- [TASK OBJECTIVE] Copy each line from the rows below that contains the word "tower", matching its case exactly.

- [TASK DATA]
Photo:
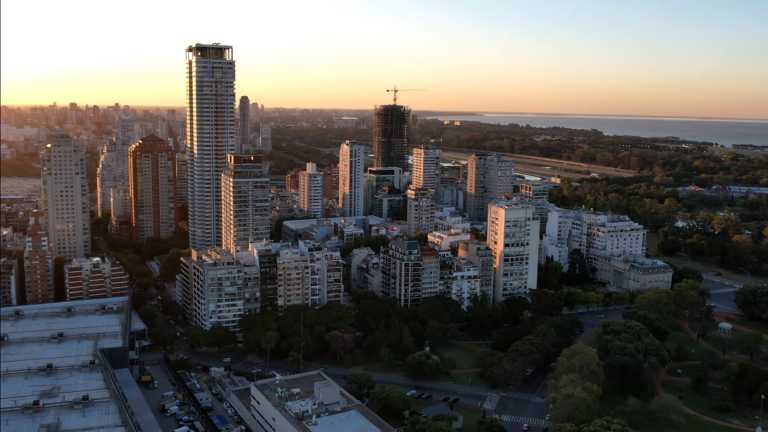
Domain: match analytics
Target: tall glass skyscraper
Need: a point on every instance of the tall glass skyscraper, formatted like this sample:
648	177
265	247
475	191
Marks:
210	137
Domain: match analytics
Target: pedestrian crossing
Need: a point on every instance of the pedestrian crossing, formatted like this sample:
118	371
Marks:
530	421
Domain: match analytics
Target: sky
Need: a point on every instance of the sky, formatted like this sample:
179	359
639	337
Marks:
705	58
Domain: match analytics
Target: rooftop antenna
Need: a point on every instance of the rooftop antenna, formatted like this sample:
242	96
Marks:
394	90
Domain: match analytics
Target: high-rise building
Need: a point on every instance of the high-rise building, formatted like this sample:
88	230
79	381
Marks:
65	197
401	271
479	255
9	281
111	172
426	167
351	188
513	238
376	179
152	185
244	138
89	278
490	176
311	191
216	288
390	136
38	264
181	179
210	137
246	208
265	139
421	211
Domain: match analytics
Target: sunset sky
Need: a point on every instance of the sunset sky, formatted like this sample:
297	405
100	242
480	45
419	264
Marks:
677	58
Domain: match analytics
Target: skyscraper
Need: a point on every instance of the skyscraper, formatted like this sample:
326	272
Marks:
244	140
351	190
311	191
111	172
390	136
513	237
38	264
210	137
490	176
152	185
65	197
426	167
245	202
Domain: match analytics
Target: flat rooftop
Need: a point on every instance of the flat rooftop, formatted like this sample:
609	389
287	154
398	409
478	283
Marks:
51	373
332	408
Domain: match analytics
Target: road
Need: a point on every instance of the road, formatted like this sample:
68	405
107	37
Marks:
722	292
513	408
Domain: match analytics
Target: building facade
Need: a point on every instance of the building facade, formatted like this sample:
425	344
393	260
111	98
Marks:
490	176
90	278
351	179
210	135
311	191
152	185
426	167
246	207
421	211
65	197
391	130
216	288
9	281
38	264
513	238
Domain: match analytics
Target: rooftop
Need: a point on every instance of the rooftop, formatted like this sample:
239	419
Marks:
313	402
52	378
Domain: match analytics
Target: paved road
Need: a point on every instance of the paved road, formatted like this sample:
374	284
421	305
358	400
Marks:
722	292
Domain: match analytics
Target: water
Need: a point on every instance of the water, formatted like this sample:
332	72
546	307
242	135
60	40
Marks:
722	131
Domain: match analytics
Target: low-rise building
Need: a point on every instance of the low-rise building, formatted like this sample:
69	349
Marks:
88	278
304	402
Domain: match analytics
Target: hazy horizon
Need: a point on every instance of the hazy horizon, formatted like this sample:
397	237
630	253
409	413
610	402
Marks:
690	59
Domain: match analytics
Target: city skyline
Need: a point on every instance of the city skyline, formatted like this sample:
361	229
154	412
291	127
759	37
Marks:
648	60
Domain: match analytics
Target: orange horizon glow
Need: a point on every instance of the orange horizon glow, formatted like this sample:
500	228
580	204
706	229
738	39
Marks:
490	58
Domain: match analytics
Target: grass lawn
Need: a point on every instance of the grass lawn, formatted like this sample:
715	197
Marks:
706	403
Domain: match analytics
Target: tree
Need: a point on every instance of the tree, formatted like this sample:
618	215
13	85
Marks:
489	424
581	360
390	403
423	365
269	342
221	337
416	423
550	275
360	384
573	400
340	343
630	355
606	424
753	301
749	343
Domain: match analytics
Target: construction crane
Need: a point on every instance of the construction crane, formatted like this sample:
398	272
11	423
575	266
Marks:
394	90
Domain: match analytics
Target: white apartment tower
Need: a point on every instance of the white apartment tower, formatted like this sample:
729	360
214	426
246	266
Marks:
351	179
216	288
421	210
426	167
490	176
210	137
513	238
311	191
245	202
65	197
111	172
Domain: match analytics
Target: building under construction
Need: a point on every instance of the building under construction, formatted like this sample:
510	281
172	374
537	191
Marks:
390	136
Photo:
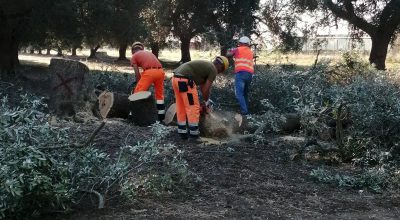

- [COMPLETE OUTPUT]
Target: white apartment tower
Need: a point on every instance of the white apartment tower, formatted like this sample:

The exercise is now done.